### [Material provided]
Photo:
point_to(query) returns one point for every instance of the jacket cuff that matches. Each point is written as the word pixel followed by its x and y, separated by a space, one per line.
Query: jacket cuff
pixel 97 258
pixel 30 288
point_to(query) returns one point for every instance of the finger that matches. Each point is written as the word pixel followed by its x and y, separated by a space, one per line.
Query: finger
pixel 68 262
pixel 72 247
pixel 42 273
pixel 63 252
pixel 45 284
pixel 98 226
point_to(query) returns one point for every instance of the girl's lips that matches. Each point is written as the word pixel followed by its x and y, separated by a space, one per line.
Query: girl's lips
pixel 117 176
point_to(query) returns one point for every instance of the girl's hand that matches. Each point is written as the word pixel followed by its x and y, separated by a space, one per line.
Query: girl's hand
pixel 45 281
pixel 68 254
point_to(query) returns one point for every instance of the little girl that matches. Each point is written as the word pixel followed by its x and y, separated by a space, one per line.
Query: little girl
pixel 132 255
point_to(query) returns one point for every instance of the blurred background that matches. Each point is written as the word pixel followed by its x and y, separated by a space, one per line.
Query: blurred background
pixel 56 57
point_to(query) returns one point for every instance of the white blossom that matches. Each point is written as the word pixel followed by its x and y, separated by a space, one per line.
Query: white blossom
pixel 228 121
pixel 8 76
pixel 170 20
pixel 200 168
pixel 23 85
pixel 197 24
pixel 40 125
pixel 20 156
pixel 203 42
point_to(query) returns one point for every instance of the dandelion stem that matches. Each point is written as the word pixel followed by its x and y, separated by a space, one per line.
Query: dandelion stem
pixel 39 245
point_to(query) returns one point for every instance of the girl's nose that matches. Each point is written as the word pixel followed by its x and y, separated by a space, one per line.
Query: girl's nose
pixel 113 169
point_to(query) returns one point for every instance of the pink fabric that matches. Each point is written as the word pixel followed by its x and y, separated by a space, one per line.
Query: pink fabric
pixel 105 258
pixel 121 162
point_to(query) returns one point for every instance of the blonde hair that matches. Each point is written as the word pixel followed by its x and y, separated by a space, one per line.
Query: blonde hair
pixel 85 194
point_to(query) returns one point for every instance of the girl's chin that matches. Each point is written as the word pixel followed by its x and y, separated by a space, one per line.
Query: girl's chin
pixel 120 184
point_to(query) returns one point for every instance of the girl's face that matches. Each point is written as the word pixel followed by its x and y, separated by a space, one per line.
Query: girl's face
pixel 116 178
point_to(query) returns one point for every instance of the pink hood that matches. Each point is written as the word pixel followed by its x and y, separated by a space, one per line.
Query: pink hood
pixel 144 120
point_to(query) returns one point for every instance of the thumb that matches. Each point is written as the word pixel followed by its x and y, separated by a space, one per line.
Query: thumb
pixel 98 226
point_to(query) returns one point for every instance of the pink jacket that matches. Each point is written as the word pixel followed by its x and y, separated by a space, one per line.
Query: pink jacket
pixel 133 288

### [Task description]
Please write out all of the data above again, line for line, without changing anything.

### [Response]
Photo:
point_to(query) returns one point for every instance of the jacket cuff that matches. Each point is written as the word pixel followed by its x and y, separated by a space, one per line.
Query: jacket cuff
pixel 97 258
pixel 30 288
point_to(query) returns one point for every instance of the finger that matches. Each point is written as the word pixel followed by its x and y, separated by a space, one per line.
Query: finger
pixel 68 262
pixel 72 247
pixel 42 273
pixel 63 252
pixel 45 284
pixel 98 226
point_to(query) returns one point for every instance of the girl's lips that matches. Each point is written as the word pixel followed by its x and y, separated by a space, one per line.
Query: girl's lips
pixel 117 176
point_to(query) returns one point for every instance of the girl's hand that matches. Each point is written as the word pixel followed by its x and y, separated by a space, one per line.
Query: girl's hand
pixel 45 281
pixel 68 254
point_to(query) returns one point for every instance of the little girl that matches. Each point is written as the word pixel followed by its x and y, separated by a space, one per line.
Query: little girl
pixel 132 255
point_to(query) returns one point for every instance of the blurred background that matches. Each point is written as the word pixel followed by its x and y, separated by a space, one per line.
Query: blurred background
pixel 56 57
point_to(query) returns one point for every instance of the white blossom that matches. Each point is written as the word pixel followed by its x and y, separated by a space, one per line.
Query: white blossom
pixel 228 121
pixel 8 76
pixel 170 20
pixel 200 168
pixel 23 85
pixel 197 24
pixel 40 125
pixel 20 156
pixel 203 42
point_to(query) returns one point for every instance of the dandelion stem that matches. Each point is written as the word pixel followed by its x and y, separated by a space, one per line.
Query: dandelion stem
pixel 39 245
point_to(query) returns one point for every instance of the girl's nose that matches. Each point is written as the word pixel followed by its x and y, separated by a space, one per line.
Query: girl's nose
pixel 113 169
point_to(query) returns one point for every instance of the pink fabric that matches. Each point is written as the word pixel followed by its x and y, separated by a space, one per line.
Query: pink fabric
pixel 105 258
pixel 121 162
point_to(query) returns one point for every instance of the blonde hair that matches. Each point is written as the word pixel followed by its x and y, separated by a space, one per line.
Query: blonde hair
pixel 85 194
point_to(query) returns one point for every instance of the girl's chin that matches. Each point is written as the word pixel followed by its x and y, separated by a space, one per line.
Query: girl's chin
pixel 120 184
point_to(query) returns one point for every instance of the girl's face that matches. Each point is written as the word pixel followed by its x and y, separated by a space, one per line.
Query: girl's face
pixel 116 178
point_to(query) returns one point for every instance of the pink hood that matches. Each point is written as the word pixel followed by its x and y, separated by a space, one per line.
Query: pink hood
pixel 144 120
point_to(query) returns one point for every instance of the thumb that matches. Each point is written as the word pixel followed by its x and y, separated by a space, one per line.
Query: thumb
pixel 98 226
point_to(query) returns one point for every instance of the pink jacket that matches. Each point is written as the word pixel followed by its x and y, separated by a space, one per line.
Query: pink jacket
pixel 133 288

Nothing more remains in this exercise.